**GOAL:** Copy the records below, changing every "in this photo" to "in this image" and leaving all other text untouched. Omit the pictures.
━━━━━━━━━━━━━━━━
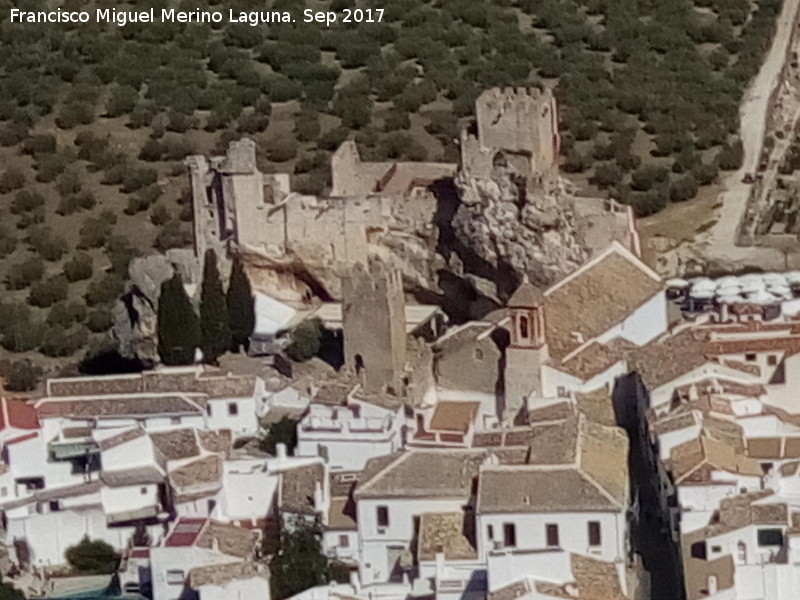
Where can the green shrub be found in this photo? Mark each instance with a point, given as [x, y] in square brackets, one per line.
[644, 178]
[79, 267]
[40, 144]
[94, 233]
[683, 189]
[48, 291]
[92, 557]
[105, 290]
[160, 215]
[26, 201]
[60, 342]
[281, 149]
[19, 376]
[306, 340]
[66, 313]
[136, 179]
[99, 320]
[731, 156]
[11, 179]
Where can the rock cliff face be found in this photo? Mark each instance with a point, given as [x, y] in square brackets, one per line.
[530, 233]
[135, 313]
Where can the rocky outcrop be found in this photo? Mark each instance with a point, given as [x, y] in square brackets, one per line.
[504, 224]
[135, 312]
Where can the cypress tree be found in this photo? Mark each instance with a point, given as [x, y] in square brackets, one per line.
[215, 333]
[241, 306]
[178, 330]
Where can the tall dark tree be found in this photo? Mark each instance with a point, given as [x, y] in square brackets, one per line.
[241, 306]
[178, 329]
[299, 563]
[215, 333]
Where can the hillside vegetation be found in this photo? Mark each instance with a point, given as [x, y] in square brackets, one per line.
[95, 119]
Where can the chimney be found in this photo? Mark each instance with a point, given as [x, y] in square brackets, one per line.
[317, 495]
[355, 581]
[712, 585]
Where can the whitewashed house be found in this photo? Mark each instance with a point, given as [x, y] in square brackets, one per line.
[347, 429]
[207, 556]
━━━━━━━━━━━━━━━━
**ANSWER IN FULL:**
Where can the green shrub be found in this image? Mark each instance with a point, given as [x, y] in square brackets, one per line.
[644, 178]
[79, 267]
[40, 144]
[94, 233]
[683, 189]
[48, 291]
[92, 557]
[105, 290]
[160, 215]
[26, 201]
[60, 342]
[281, 149]
[19, 376]
[306, 340]
[66, 313]
[136, 179]
[99, 320]
[731, 156]
[11, 179]
Where can the rock cliff face be found in this image? Mark each instance with a point, given as [x, y] in square brackets, one per line.
[530, 233]
[135, 313]
Where can the rocky outcrop be found in this image? Mark each instance with a point, given as [x, y] in square brackets, one per line.
[504, 224]
[135, 312]
Where can the cypress tree be found in this image? Mark each instance with a point, given as [x, y] in square brackets, one per line.
[215, 333]
[241, 306]
[178, 330]
Where can the tall dark tree be found in this image? Mark each instance with a point, given as [x, y] in square brackets, one per line.
[241, 306]
[178, 329]
[299, 563]
[215, 333]
Where can the hillside vegetation be found in this image? Mark each instance with a point, given as [x, y] in square brackets, one per line.
[95, 119]
Where can the chimney be found in this image? Mark each instance with a point, given as [x, y] in square brackets, one per line.
[317, 495]
[355, 581]
[712, 585]
Where can the whitewashed house be found in this image? Mark each instance with a point, given as [x, y] in square brackets, one per line.
[347, 429]
[207, 556]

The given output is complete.